* [Material to process]
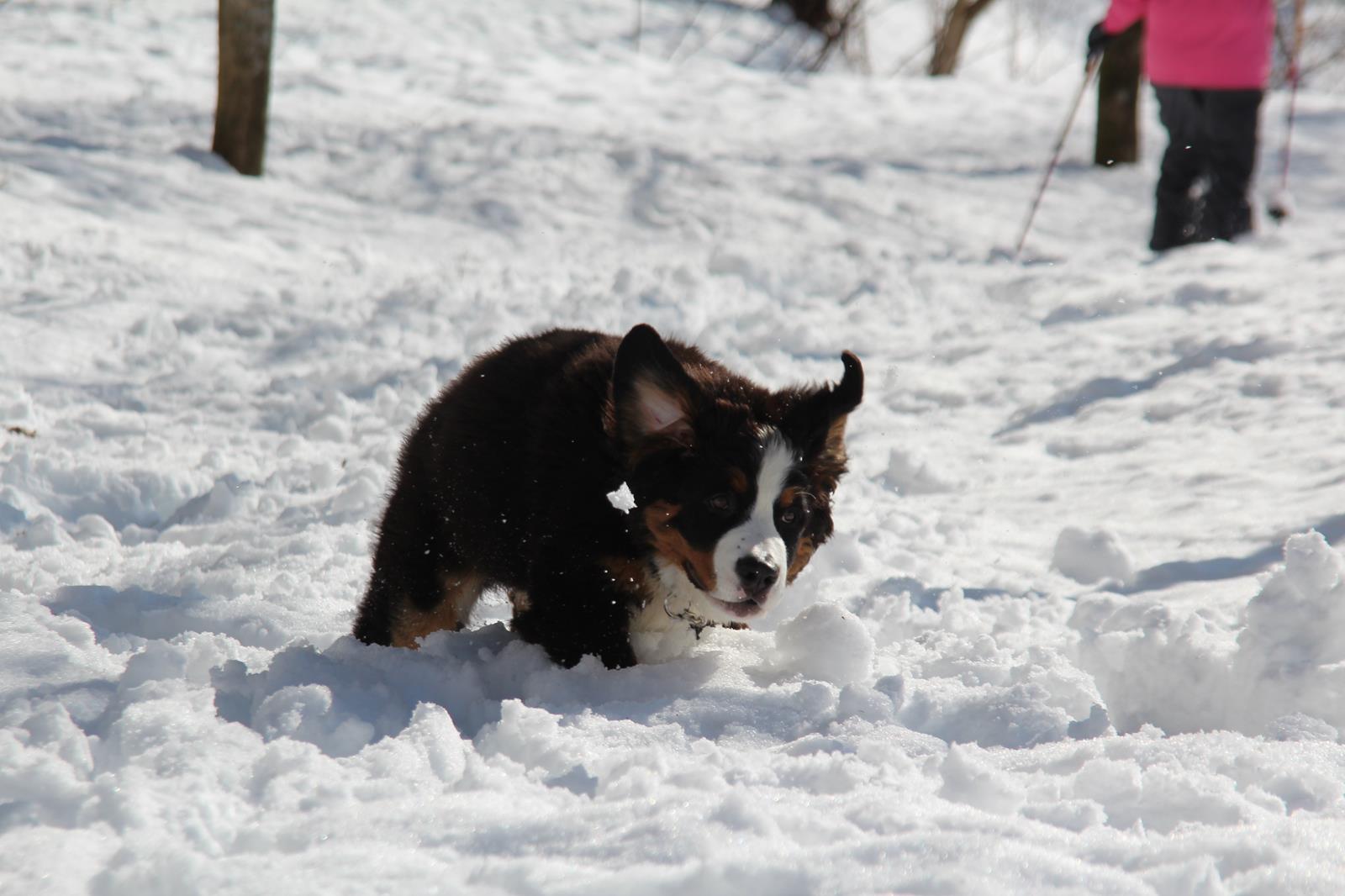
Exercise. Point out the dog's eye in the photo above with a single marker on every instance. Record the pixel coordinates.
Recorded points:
(720, 503)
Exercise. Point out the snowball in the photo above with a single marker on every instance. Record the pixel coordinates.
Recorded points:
(622, 498)
(1091, 557)
(825, 643)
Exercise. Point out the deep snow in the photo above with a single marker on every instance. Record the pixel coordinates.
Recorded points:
(1075, 633)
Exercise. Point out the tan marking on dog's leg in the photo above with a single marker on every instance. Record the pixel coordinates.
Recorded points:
(461, 593)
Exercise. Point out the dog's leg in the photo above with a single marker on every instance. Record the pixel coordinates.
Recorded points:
(572, 613)
(420, 582)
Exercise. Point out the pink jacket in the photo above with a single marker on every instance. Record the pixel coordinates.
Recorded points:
(1201, 44)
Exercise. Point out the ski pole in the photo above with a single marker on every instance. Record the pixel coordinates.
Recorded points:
(1279, 203)
(1094, 64)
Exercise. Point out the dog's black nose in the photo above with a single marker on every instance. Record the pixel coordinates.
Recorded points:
(757, 576)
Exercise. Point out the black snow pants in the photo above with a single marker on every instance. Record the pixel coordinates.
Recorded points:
(1208, 167)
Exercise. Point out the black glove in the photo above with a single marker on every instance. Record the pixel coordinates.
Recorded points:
(1098, 40)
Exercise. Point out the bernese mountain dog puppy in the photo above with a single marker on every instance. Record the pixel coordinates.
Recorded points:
(524, 472)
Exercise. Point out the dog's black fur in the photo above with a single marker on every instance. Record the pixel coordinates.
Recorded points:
(504, 481)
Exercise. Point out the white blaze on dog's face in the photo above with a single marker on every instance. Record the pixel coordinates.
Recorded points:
(751, 559)
(746, 564)
(730, 506)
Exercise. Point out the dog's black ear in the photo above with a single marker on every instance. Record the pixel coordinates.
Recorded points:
(652, 396)
(815, 423)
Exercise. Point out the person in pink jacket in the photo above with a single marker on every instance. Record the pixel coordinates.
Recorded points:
(1208, 61)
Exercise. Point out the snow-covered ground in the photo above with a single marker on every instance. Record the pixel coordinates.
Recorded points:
(1073, 635)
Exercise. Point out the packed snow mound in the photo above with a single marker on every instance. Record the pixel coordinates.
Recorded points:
(825, 643)
(1290, 656)
(1281, 676)
(1089, 557)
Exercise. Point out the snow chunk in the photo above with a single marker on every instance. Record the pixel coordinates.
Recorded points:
(1091, 557)
(968, 781)
(1291, 654)
(622, 498)
(825, 643)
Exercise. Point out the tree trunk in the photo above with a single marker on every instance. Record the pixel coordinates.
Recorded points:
(245, 38)
(1118, 98)
(950, 34)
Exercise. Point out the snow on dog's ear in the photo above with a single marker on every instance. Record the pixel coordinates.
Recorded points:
(652, 396)
(815, 423)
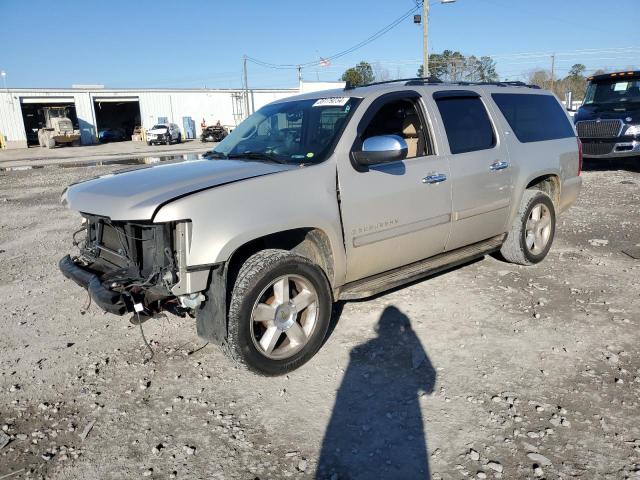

* [About this exercise] Out of the entries, report each line that contains the word "jacket".

* [Task answer]
Exercise. Point out the pink jacket in the photo above with a single marker on every instance. Record the pixel coordinates.
Exercise. Point out the person in pink jacket in the photo above with a single marker on every instance. Record the pixel coordinates.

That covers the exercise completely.